[AcLab] chi è il più cattivo?

Angelo Rosina angros47 a yahoo.it
Mer 16 Dic 2009 13:46:39 GMT


> Si discute proprio per cercare di sviluppare il proprio
> senso critico. Dò
> dei giudizi etici (e quindi personali, visto che l'etica è
> una cosa
> personale) e peraltro mi sembra di aver detto chiaramente
> che nessuna
> azienda per me può essere accettabile, in nessun caso.

Non voglio andare troppo sul filosofico, ma etica e morale dovrebbero essere valori comuni, non personali.... se ti basi solo su ciò che TU ritieni giusto, rischi di cacciarti in un vicolo cieco. Secondo me, almeno.

> Può darsi che il
> loro interesse per il profitto, per puro caso, a volte li
> porti a fare
> qualcosa di decente (esempio: finanziare Linux), ma non so
> più come
> ripetere che la cosa non mi interessa...
> 
> 
> > Vorrei anche ricordare che, in una grande azienda,
> scelte diverse
> dipendono da persone diverse:
> 
> No. Le scelte di cui parlavo io, quelle etiche, sono
> scontate: inseguire
> il profitto. Una persona che fa una scelta diversa non può
> essere un
> manager. E fin qui non credo di aver scritto nulla di
> rivoluzionario:
> credo che nessun difensore del capitalismo abbia mai
> sostenuto il
> contrario :)

Personalmente ho visto singoli individui fare scelte molto piu' "avide", rispetto a grosse aziende; inoltre, quale e' il confine tra azienda e persona? La piccola azienda a conduzione familiare, dove sta? (e spesso, in campo informatico, la piccola azienda si comporta ancora peggio di quella grande)

 
> 
> Stai parlando di scelte tecniche. Una volta scelto di
> inseguire il
> profitto, l'individuo-manager sceglie in quale modo farlo.
> Può farlo
> sviluppando sistemi operativi proprietari o finanziando
> progetti liberi.
> Dal suo punto di vista (che non ha niente a che vedere col
> tuo) è solo
> questione di trovare il modo migliore per far soldi. Se
> fosse spinto da
> altre motivazioni non sarebbe un manager (per fare un
> esempio: Stallman,
> pur con tutte le sue contraddizioni, non è un manager).

Capisco, ma, come ti ho detto, noi possiamo solo basarci sui fatti: non possiamo sapere cosa pensa una persona, non possiamo sapere se fa qualcosa in modo disinteressato o se mira ad un profitto personale; possiamo però decidere se ciò che fa è utile o no (per noi e per gli altri), e se ci sono possibili conseguenze a lungo termine.

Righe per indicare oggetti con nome
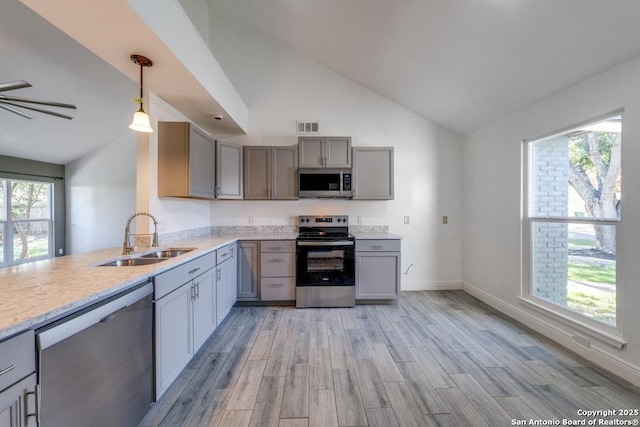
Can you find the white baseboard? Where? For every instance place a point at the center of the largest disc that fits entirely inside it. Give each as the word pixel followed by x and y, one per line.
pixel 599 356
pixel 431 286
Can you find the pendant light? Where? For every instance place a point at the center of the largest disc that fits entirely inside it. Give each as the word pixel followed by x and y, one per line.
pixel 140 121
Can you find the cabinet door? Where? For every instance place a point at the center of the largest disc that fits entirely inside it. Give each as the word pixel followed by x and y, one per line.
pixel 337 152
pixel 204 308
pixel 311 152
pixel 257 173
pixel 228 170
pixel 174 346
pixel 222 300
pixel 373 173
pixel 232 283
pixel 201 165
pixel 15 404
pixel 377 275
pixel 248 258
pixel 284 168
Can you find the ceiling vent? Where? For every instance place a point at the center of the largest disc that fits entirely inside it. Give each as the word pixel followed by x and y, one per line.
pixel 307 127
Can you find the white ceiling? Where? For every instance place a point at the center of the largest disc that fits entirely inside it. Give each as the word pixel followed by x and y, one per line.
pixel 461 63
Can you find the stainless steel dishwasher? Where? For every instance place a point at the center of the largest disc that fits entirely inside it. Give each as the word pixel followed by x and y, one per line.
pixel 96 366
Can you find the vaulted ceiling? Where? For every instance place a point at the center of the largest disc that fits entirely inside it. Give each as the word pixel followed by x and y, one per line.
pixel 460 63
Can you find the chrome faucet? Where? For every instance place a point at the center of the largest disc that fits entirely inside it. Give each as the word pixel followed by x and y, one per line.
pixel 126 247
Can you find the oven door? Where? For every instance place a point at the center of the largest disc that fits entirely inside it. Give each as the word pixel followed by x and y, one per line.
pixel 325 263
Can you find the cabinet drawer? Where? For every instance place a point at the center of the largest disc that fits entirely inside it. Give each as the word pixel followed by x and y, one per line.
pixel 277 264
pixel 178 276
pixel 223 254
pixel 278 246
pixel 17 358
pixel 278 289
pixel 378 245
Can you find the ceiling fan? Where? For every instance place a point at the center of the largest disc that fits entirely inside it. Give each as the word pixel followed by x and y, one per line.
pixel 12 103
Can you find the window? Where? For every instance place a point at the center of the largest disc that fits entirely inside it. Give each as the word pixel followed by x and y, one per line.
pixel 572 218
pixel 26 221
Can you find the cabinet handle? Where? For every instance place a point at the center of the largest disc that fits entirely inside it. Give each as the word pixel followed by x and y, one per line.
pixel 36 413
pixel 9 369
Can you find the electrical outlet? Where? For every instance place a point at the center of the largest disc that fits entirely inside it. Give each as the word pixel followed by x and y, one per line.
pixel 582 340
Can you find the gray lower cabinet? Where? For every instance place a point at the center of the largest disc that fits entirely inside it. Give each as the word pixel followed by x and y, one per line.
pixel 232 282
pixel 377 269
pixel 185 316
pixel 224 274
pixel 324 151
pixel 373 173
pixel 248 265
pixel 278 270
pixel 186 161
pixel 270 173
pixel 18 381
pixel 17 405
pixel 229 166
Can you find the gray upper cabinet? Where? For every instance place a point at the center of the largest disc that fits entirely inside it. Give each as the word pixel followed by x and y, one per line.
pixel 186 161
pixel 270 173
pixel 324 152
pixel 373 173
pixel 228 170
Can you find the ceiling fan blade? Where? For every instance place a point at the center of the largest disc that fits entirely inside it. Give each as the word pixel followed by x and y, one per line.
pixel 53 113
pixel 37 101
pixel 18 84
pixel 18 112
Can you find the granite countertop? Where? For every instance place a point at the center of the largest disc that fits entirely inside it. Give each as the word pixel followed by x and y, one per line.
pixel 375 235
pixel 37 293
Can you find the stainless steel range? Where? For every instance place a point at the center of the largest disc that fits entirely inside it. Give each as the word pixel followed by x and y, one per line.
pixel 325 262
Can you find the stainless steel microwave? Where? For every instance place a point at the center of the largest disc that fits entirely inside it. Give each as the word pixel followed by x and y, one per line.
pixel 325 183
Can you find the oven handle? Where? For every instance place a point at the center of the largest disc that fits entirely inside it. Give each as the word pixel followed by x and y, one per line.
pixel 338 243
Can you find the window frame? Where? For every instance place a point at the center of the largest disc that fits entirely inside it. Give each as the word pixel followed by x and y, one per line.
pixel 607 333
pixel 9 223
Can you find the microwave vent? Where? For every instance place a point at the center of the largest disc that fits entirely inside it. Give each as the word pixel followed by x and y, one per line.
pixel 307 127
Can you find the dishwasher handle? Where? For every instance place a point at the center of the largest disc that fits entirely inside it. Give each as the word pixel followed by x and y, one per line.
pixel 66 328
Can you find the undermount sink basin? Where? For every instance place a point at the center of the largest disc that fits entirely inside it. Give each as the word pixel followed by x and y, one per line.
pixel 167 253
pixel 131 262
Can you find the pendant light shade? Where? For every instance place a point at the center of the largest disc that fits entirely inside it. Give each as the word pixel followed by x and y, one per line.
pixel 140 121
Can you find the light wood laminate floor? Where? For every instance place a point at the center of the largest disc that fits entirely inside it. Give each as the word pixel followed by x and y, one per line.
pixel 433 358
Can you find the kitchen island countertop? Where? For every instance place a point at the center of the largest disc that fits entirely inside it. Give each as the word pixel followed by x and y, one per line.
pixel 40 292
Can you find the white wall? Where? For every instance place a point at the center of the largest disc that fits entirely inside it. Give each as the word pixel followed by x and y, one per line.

• Compiti ed esercizi
(1) Nel messaggio sull'etica delle aziende, che cosa dovrebbero essere etica e morale secondo chi scrive, invece che valori personali?
(2) Prosegui il messaggio sull'etica delle aziende partendo dopo la sua ultima frase.
Per questi esercizi le righe non servono.

• Soluzioni dell'esercizio
(1) Valori comuni.

(2)
Una scelta consapevole va fatta in base a quello che possiamo vedere e controllare, non in base a quello che supponiamo o ipotizziamo (altrimenti perdiamo veramente la nostra libertà: fare leva su una questione di principio, aggiungendo un pizzico di disinformazione, è il modo piu' semplice per convincere qualcuno a diventare il tuo schiavo)


> 
> Quello è il concetto che sta alla base di SETI @ home (per
> fare un
> esempio), non certo del cloud. Quello di cui parli tu è
> condivisione - è
> uno dei termini più belli e più antichi. Il cloud è un
> modo per far soldi
> imponendo ai propri clienti di fidarsi al 100%. E' un
> termine di
> marketing.
> 

La definizione di "cloud computing", di per sè, è molto vaga: wikipedia riporta "In informatica, con il termine cloud computing si intende un insieme di tecnologie informatiche che permettono l'utilizzo di risorse hardware (storage, CPU) o software distribuite in remoto."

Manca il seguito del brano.